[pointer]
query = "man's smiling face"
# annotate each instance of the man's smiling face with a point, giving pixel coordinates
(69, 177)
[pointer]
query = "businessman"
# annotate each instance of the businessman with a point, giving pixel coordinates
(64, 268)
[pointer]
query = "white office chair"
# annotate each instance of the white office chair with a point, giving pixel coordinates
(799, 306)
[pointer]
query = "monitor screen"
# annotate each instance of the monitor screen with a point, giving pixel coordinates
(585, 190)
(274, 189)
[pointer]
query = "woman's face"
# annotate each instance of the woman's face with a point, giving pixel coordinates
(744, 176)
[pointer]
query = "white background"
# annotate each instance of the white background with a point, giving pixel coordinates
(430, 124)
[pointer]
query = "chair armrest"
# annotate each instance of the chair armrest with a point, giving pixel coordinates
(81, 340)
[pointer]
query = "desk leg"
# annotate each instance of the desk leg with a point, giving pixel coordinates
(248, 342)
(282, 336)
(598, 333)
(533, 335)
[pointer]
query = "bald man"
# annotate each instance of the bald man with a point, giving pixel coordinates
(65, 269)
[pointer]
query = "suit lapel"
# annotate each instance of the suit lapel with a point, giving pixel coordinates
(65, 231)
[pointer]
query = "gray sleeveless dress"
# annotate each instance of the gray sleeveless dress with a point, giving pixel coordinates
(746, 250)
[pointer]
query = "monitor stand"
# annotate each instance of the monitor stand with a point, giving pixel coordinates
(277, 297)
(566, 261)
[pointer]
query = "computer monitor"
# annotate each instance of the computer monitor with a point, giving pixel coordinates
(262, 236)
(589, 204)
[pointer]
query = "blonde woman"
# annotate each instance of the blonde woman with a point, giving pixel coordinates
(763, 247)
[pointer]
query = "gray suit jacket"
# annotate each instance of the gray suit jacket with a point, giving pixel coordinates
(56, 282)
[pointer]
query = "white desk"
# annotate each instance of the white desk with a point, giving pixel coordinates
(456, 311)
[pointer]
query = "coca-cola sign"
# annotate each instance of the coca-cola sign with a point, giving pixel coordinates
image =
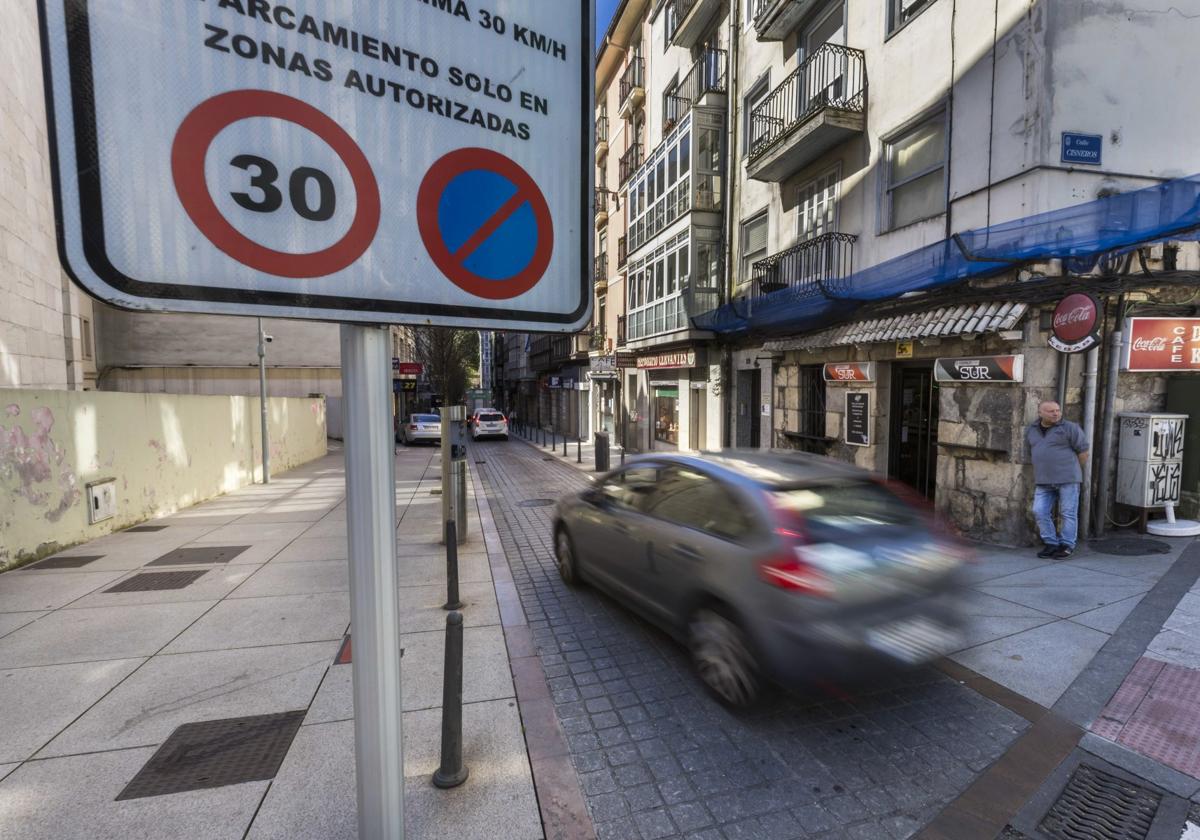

* Problem to work on *
Could the lines above be copied out exactly, with no image carried over?

* Response below *
[pointer]
query = "man's smiling face"
# annotate each instance of the man's smiling face with a point, giving pixel coordinates
(69, 177)
[pointer]
query = "businessman"
# annotate each instance of the businessman with a point, giving pixel coordinates
(64, 268)
[pointer]
query = "white office chair"
# annotate each instance of the white office chair with a point, giving pixel coordinates
(799, 306)
[pointer]
query = "monitor screen"
# annotate each instance of the monitor screen with a point, giving pixel coordinates
(585, 190)
(274, 189)
[pointer]
query = "woman's face"
# annotate each instance of the woman's face with a point, giving pixel coordinates
(744, 176)
[pointer]
query = "white background"
# annotate each instance of the white background with a point, giving pixel coordinates
(430, 124)
[pointer]
query = "chair armrest"
# annotate each instance of the chair armrest with a point, giving pixel coordinates
(81, 340)
[pointer]
query = "desk leg"
# annotate each instance of the desk leg with a point, giving pixel coordinates
(248, 342)
(282, 336)
(598, 333)
(533, 335)
[pointer]
query = "bald man"
# annotate each instance of the bald man with a point, giving pixel coordinates
(65, 269)
[pointer]
query = "suit lapel"
# annotate each instance of the suit lapel with a point, giving pixel coordinates
(65, 231)
[pointer]
query = "gray sleeveless dress"
# annotate each instance of the gray sleeveless dress with a point, giving pixel coordinates
(746, 250)
[pointer]
query = "monitor stand"
# annotate each instance of the monitor stand with a point, giving pixel coordinates
(277, 297)
(566, 261)
[pointer]
query = "computer monitor"
# annotate each instance of the computer monitor with a point, giving pixel coordinates
(262, 236)
(589, 204)
[pointer]
query = "blonde woman"
# annotate each instance of the blonde woman with a point, giving pixel coordinates
(763, 247)
[pointer]
query = "gray suit jacket"
# annotate each instance of the gray suit jacket with a point, giving pixel coordinates
(56, 282)
[pointer]
query = "white desk"
# annotate each instance of the white desk with a point, giving pixel coordinates
(456, 311)
[pointer]
query = "coca-cola sign"
# annotate each instance of the coca-cola sign with a point, giving pixel coordinates
image =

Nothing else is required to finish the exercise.